Object position labeling items:
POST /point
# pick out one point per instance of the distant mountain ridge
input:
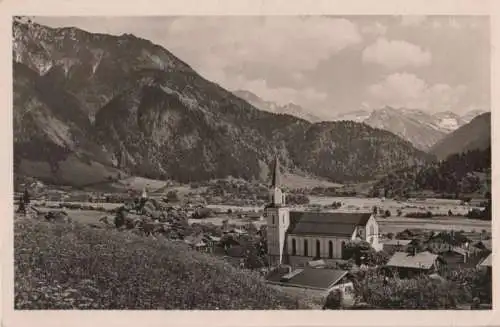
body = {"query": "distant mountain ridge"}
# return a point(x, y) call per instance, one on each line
point(422, 129)
point(289, 109)
point(475, 135)
point(419, 127)
point(112, 104)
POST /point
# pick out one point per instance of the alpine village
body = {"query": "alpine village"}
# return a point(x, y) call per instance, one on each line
point(139, 184)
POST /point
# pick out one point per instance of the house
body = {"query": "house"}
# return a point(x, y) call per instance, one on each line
point(410, 264)
point(479, 203)
point(197, 243)
point(456, 257)
point(483, 245)
point(297, 237)
point(319, 279)
point(255, 216)
point(486, 263)
point(395, 245)
point(445, 241)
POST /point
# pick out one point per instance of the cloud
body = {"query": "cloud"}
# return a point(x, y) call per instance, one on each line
point(403, 90)
point(412, 20)
point(279, 95)
point(288, 43)
point(376, 28)
point(396, 54)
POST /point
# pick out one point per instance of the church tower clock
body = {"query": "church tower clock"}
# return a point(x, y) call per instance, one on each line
point(278, 219)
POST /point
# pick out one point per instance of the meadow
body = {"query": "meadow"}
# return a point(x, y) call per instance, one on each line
point(73, 266)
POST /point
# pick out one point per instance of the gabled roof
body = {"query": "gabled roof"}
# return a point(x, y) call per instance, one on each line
point(487, 262)
point(422, 260)
point(313, 278)
point(326, 223)
point(396, 242)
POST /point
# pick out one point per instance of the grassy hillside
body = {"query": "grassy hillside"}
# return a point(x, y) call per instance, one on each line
point(78, 267)
point(475, 135)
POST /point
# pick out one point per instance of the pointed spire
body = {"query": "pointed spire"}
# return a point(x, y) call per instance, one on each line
point(276, 181)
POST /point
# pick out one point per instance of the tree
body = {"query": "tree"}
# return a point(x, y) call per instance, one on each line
point(333, 300)
point(26, 197)
point(172, 196)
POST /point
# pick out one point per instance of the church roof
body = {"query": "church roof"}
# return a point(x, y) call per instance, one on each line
point(326, 223)
point(313, 278)
point(422, 260)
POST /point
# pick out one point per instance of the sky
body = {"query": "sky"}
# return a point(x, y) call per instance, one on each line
point(327, 64)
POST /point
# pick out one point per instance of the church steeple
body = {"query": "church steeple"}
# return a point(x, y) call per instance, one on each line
point(276, 180)
point(277, 196)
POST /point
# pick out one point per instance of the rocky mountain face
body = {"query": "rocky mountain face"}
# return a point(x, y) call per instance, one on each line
point(470, 115)
point(92, 105)
point(288, 109)
point(415, 126)
point(475, 135)
point(422, 129)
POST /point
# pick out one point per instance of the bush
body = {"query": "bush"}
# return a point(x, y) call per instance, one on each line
point(419, 293)
point(172, 196)
point(77, 267)
point(333, 300)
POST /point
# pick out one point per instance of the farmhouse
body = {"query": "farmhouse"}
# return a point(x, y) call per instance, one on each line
point(323, 280)
point(410, 264)
point(396, 245)
point(295, 238)
point(486, 263)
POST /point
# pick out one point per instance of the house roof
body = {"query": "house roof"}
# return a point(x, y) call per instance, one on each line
point(314, 278)
point(486, 244)
point(422, 260)
point(486, 262)
point(326, 223)
point(397, 242)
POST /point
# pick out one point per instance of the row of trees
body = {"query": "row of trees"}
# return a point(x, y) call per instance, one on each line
point(457, 287)
point(454, 176)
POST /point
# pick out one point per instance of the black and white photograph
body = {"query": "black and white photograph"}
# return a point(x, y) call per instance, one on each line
point(294, 162)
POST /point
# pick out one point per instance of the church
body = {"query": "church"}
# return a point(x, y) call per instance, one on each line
point(297, 237)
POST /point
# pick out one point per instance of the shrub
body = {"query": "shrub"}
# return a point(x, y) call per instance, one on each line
point(77, 267)
point(333, 300)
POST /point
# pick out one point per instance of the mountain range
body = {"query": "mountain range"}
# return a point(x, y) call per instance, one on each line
point(269, 106)
point(475, 135)
point(89, 107)
point(421, 128)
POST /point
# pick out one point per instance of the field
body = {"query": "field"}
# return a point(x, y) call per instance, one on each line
point(391, 224)
point(85, 268)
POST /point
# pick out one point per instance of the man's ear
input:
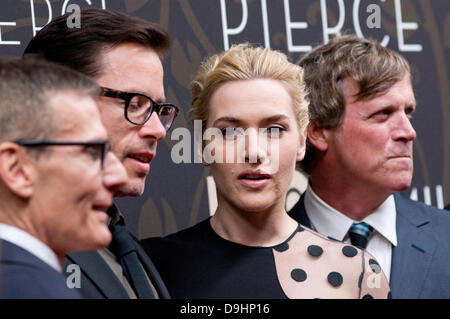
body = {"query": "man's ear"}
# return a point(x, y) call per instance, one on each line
point(318, 137)
point(16, 169)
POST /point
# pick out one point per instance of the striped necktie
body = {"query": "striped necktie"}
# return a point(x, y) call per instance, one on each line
point(359, 234)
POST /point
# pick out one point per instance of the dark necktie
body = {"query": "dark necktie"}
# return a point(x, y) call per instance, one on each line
point(359, 234)
point(124, 247)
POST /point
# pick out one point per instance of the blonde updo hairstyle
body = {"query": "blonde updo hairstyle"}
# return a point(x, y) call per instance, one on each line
point(246, 62)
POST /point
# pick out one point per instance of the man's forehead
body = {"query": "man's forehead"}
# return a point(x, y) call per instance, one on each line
point(132, 68)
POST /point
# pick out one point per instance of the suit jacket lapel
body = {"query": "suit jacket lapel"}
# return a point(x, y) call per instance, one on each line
point(152, 272)
point(97, 270)
point(411, 259)
point(298, 212)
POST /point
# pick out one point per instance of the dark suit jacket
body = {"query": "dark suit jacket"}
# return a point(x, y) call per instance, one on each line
point(421, 261)
point(23, 275)
point(98, 280)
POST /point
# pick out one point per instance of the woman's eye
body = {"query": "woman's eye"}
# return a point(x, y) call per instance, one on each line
point(274, 130)
point(383, 114)
point(232, 132)
point(92, 151)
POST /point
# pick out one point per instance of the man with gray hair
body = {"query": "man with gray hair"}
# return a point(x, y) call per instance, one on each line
point(360, 155)
point(51, 138)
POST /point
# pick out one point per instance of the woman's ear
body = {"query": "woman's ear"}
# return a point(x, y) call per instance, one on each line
point(17, 170)
point(318, 137)
point(301, 149)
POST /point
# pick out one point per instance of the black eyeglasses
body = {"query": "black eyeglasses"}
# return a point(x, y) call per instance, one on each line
point(97, 149)
point(139, 107)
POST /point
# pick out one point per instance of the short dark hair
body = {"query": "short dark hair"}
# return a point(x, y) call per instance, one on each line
point(80, 48)
point(373, 67)
point(26, 86)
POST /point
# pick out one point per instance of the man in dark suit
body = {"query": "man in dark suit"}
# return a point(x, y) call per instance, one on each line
point(360, 155)
point(123, 55)
point(51, 137)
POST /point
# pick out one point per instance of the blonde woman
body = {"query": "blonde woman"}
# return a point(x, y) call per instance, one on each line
point(252, 100)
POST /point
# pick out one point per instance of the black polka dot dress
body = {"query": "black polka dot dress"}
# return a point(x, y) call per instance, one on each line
point(197, 263)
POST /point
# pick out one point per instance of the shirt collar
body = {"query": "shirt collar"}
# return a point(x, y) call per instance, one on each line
point(31, 244)
point(329, 221)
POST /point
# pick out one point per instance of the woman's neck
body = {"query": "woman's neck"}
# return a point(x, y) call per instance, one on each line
point(262, 228)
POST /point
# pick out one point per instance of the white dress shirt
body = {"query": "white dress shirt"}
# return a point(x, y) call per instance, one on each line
point(31, 244)
point(330, 222)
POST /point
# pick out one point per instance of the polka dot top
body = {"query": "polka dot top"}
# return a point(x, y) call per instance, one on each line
point(198, 263)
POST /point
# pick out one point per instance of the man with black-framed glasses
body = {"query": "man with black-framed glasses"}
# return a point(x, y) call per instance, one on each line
point(57, 176)
point(123, 55)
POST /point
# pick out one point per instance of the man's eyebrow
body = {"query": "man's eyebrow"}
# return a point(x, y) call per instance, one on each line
point(269, 119)
point(227, 119)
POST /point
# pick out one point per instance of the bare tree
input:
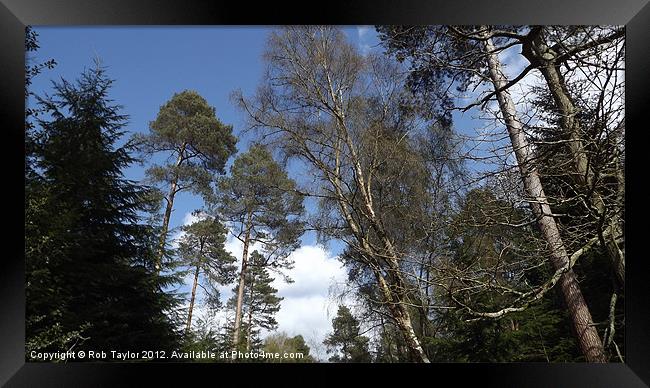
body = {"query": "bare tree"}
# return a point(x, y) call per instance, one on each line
point(327, 105)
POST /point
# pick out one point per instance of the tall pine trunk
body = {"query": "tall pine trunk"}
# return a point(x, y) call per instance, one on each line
point(189, 314)
point(242, 281)
point(538, 53)
point(196, 282)
point(168, 212)
point(250, 316)
point(588, 339)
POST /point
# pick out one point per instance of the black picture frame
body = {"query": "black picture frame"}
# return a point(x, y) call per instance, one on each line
point(16, 14)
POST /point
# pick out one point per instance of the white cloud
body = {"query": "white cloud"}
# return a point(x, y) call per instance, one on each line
point(364, 34)
point(306, 308)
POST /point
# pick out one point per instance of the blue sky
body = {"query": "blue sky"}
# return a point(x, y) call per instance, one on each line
point(149, 65)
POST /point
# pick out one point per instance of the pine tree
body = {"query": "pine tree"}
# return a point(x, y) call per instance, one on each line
point(202, 251)
point(260, 201)
point(260, 303)
point(345, 340)
point(89, 259)
point(188, 131)
point(281, 344)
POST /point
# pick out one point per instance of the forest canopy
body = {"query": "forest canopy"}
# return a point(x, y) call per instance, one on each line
point(468, 183)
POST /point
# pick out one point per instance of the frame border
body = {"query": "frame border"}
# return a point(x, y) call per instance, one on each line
point(16, 14)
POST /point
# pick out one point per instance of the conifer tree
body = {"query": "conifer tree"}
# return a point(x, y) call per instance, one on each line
point(198, 144)
point(202, 251)
point(89, 259)
point(345, 340)
point(259, 200)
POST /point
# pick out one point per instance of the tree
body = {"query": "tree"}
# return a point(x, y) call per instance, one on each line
point(89, 267)
point(189, 133)
point(259, 200)
point(465, 56)
point(594, 130)
point(294, 347)
point(261, 302)
point(202, 249)
point(259, 305)
point(327, 105)
point(345, 340)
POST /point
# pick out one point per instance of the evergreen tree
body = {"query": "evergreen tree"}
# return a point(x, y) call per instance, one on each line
point(202, 252)
point(260, 201)
point(260, 303)
point(282, 344)
point(345, 340)
point(187, 131)
point(89, 260)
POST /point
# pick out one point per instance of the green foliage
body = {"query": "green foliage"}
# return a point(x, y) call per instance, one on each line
point(281, 344)
point(345, 341)
point(187, 126)
point(203, 246)
point(259, 197)
point(260, 303)
point(89, 282)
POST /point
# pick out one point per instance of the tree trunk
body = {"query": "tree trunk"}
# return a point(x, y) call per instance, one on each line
point(403, 319)
point(250, 316)
point(168, 211)
point(189, 315)
point(588, 339)
point(165, 225)
point(539, 54)
point(196, 282)
point(242, 281)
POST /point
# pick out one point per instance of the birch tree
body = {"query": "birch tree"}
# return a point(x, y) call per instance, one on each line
point(468, 56)
point(326, 105)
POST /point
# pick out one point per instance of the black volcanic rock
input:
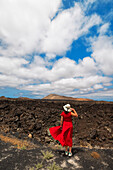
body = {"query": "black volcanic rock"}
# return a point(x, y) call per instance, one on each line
point(93, 125)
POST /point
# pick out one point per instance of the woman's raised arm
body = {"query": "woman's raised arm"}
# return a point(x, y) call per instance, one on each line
point(74, 113)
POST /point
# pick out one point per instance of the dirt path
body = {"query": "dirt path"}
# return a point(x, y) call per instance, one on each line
point(12, 158)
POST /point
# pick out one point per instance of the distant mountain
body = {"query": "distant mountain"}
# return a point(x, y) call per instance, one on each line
point(55, 96)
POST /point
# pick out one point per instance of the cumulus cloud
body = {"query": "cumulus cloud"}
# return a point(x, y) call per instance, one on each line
point(23, 24)
point(68, 26)
point(102, 48)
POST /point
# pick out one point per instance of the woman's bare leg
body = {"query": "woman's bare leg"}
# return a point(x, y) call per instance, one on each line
point(66, 147)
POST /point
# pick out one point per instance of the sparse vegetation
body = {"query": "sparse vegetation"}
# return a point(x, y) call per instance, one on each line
point(54, 167)
point(47, 155)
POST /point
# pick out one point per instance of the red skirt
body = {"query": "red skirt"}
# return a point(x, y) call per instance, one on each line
point(64, 135)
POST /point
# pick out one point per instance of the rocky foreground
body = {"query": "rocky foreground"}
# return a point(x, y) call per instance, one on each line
point(93, 127)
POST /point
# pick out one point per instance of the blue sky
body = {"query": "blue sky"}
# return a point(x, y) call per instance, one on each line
point(56, 46)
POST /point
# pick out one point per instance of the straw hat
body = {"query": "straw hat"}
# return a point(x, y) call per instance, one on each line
point(67, 108)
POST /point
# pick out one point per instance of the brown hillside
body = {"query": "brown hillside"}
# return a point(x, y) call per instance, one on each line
point(58, 97)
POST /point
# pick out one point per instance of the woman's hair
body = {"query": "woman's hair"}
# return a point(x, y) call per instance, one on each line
point(66, 112)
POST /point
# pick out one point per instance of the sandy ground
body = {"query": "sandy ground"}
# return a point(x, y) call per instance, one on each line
point(12, 158)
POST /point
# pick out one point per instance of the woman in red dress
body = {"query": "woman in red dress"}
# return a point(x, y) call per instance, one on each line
point(63, 133)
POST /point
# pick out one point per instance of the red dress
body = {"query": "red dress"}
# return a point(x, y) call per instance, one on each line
point(64, 136)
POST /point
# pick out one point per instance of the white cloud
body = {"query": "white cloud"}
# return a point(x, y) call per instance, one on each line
point(97, 86)
point(68, 26)
point(102, 48)
point(32, 26)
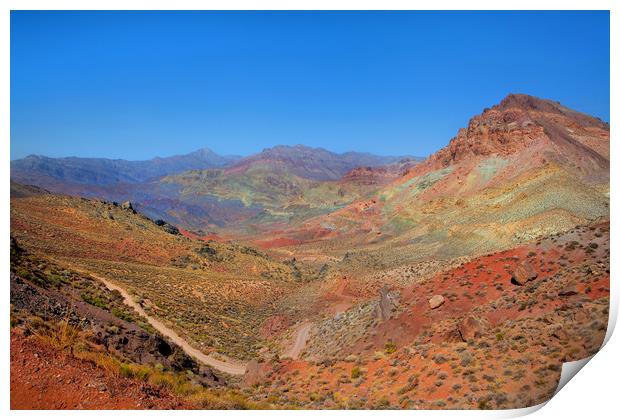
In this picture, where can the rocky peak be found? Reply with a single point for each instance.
(517, 122)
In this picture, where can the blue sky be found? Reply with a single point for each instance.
(136, 85)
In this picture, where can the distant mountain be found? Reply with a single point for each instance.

### [Task]
Rewrite everything from the start of the items down to the line containing "point(112, 104)", swapping "distant mountain ridge" for "far-off mountain ridge" and keeping all else unchanged. Omit the pictures from your answer.

### [Solution to this problem]
POST /point
# pick out one point per instance of the far-off mountain ridge
input:
body = {"query": "far-off mountain ridge"}
# return a point(x, y) call per instance, one on each line
point(422, 129)
point(289, 109)
point(475, 135)
point(419, 127)
point(112, 104)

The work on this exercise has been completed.